> Extract to read
## start

Examples with DefaultDirectedGraph org.jgrapht.graph.DefaultDirectedGraph used on opensource projects

Example 6 with DefaultDirectedGraph

use of org.jgrapht.graph.DefaultDirectedGraph in project storm by apache.

the class TridentTopology method build.

public StormTopology build() {
    DefaultDirectedGraph<Node, IndexedEdge> graph = (DefaultDirectedGraph) _graph.clone();
    completeDRPC(graph, _colocate, _gen);
    List<SpoutNode> spoutNodes = new ArrayList<>();
    // can be regular nodes (static state) or processor nodes
    Set<Node> boltNodes = new LinkedHashSet<>();
    for (Node n : graph.vertexSet()) {
        if (n instanceof SpoutNode) {
            spoutNodes.add((SpoutNode) n);
        } else if (!(n instanceof PartitionNode)) {
            boltNodes.add(n);
        }
    }
    Set<Group> initialGroups = new LinkedHashSet<>();
    for (List<Node> colocate : _colocate.values()) {
        Group g = new Group(graph, colocate);
        boltNodes.removeAll(colocate);
        initialGroups.add(g);
    }
    for (Node n : boltNodes) {
        initialGroups.add(new Group(graph, n));
    }
    GraphGrouper grouper = new GraphGrouper(graph, initialGroups);
    grouper.mergeFully();
    Collection<Group> mergedGroups = grouper.getAllGroups();
    // add identity partitions between groups
    for (IndexedEdge<Node> e : new HashSet<>(graph.edgeSet())) {
        if (!(e.source instanceof PartitionNode) && !(e.target instanceof PartitionNode)) {
            Group g1 = grouper.nodeGroup(e.source);
            Group g2 = grouper.nodeGroup(e.target);
            // g1 being null means the source is a spout node
            if (g1 == null && !(e.source instanceof SpoutNode))

## end

> Tasks to carry out
(A) List every comment that appears in the code of the DefaultDirectedGraph example.
(B) Carry on writing the DefaultDirectedGraph example's build() method, starting right after its last line.

> Given information

## start

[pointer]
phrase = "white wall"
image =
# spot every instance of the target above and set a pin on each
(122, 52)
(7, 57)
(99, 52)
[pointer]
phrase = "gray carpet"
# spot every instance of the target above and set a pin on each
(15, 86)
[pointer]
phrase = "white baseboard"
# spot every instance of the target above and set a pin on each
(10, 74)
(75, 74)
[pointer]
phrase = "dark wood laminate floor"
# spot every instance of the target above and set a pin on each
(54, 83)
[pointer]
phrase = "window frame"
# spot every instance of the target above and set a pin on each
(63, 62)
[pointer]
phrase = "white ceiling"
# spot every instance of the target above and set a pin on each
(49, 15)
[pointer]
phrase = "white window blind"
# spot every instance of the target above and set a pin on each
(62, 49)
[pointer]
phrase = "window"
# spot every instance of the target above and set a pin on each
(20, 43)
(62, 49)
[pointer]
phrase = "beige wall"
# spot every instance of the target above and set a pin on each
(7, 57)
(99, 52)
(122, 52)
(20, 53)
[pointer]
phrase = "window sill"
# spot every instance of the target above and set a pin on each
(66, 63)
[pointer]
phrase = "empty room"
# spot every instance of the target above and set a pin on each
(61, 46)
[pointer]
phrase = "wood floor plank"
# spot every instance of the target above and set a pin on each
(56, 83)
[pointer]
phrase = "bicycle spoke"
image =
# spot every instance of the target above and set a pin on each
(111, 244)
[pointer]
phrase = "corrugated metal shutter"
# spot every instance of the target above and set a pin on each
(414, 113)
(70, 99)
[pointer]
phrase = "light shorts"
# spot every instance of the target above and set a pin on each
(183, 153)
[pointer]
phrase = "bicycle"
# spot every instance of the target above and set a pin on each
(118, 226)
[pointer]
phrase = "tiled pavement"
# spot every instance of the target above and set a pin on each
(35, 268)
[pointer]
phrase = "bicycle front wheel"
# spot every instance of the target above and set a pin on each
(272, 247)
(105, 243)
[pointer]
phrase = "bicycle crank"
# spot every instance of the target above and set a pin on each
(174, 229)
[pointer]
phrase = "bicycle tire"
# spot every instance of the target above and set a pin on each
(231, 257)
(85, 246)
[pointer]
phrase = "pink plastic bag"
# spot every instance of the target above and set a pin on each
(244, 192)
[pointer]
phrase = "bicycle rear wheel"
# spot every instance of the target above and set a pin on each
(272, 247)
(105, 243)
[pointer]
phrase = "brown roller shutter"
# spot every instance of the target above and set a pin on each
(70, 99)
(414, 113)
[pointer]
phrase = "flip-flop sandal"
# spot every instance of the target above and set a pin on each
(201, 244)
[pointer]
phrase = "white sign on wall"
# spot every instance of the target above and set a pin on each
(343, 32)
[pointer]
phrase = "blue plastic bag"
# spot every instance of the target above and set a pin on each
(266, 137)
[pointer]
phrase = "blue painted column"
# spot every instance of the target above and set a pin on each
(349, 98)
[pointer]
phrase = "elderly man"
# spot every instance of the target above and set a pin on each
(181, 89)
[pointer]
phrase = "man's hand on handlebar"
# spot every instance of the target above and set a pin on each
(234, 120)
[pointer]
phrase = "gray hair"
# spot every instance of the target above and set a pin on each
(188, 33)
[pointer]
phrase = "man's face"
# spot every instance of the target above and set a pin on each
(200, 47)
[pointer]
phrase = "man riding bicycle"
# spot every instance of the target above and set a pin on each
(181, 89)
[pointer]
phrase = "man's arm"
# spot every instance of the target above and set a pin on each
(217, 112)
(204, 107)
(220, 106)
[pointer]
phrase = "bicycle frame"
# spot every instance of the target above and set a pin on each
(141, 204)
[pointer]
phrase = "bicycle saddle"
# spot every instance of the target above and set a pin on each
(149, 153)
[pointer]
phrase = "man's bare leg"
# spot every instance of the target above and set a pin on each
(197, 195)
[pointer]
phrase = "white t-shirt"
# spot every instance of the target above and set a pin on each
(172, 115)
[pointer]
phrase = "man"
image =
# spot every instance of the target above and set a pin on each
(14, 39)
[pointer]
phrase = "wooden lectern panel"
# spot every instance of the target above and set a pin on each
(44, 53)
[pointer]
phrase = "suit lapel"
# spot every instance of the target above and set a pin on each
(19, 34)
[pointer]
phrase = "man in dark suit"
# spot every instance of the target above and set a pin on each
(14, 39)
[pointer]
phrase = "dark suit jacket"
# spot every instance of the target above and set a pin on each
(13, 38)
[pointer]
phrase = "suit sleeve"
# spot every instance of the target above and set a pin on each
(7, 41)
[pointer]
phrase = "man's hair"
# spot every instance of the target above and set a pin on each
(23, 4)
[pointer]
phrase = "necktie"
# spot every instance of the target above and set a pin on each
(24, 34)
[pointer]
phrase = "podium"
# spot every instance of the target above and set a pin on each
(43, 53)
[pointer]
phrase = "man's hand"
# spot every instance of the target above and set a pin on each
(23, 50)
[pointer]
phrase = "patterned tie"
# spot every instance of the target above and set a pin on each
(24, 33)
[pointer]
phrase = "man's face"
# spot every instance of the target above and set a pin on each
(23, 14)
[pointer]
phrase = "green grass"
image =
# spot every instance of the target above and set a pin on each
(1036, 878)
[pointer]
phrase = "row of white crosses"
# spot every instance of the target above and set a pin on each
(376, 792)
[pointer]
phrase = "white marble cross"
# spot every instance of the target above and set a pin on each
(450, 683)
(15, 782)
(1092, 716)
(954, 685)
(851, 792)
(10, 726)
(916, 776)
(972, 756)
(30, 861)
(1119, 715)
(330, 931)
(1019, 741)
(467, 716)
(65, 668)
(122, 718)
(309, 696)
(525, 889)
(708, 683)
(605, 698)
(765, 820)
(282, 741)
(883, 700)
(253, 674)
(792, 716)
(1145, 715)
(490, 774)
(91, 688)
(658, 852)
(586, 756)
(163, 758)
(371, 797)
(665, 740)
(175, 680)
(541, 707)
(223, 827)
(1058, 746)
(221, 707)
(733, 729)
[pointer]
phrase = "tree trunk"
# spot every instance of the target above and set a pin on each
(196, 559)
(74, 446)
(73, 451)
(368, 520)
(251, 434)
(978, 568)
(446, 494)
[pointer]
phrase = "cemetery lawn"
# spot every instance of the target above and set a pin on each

## end

> Answers to the exercises
(A)
- can be regular nodes (static state) or processor nodes
- add identity partitions between groups
- g1 being null means the source is a spout node

(B)
                throw new RuntimeException("Planner exception: Null source group must indicate a spout node at this phase of planning");
            if (g1 == null || !g1.equals(g2)) {
                graph.removeEdge(e);
                PartitionNode pNode = makeIdentityPartition(e.source);
                graph.addVertex(pNode);
                graph.addEdge(e.source, pNode, new IndexedEdge(e.source, pNode, 0));
                graph.addEdge(pNode, e.target, new IndexedEdge(pNode, e.target, e.index));
            }
        }
    }
    // if one group subscribes to the same stream with same partitioning multiple times,
    // merge those together (otherwise can end up with many output streams created for that partitioning
    // if need to split into multiple output streams because of same input having different
    // partitioning to the group)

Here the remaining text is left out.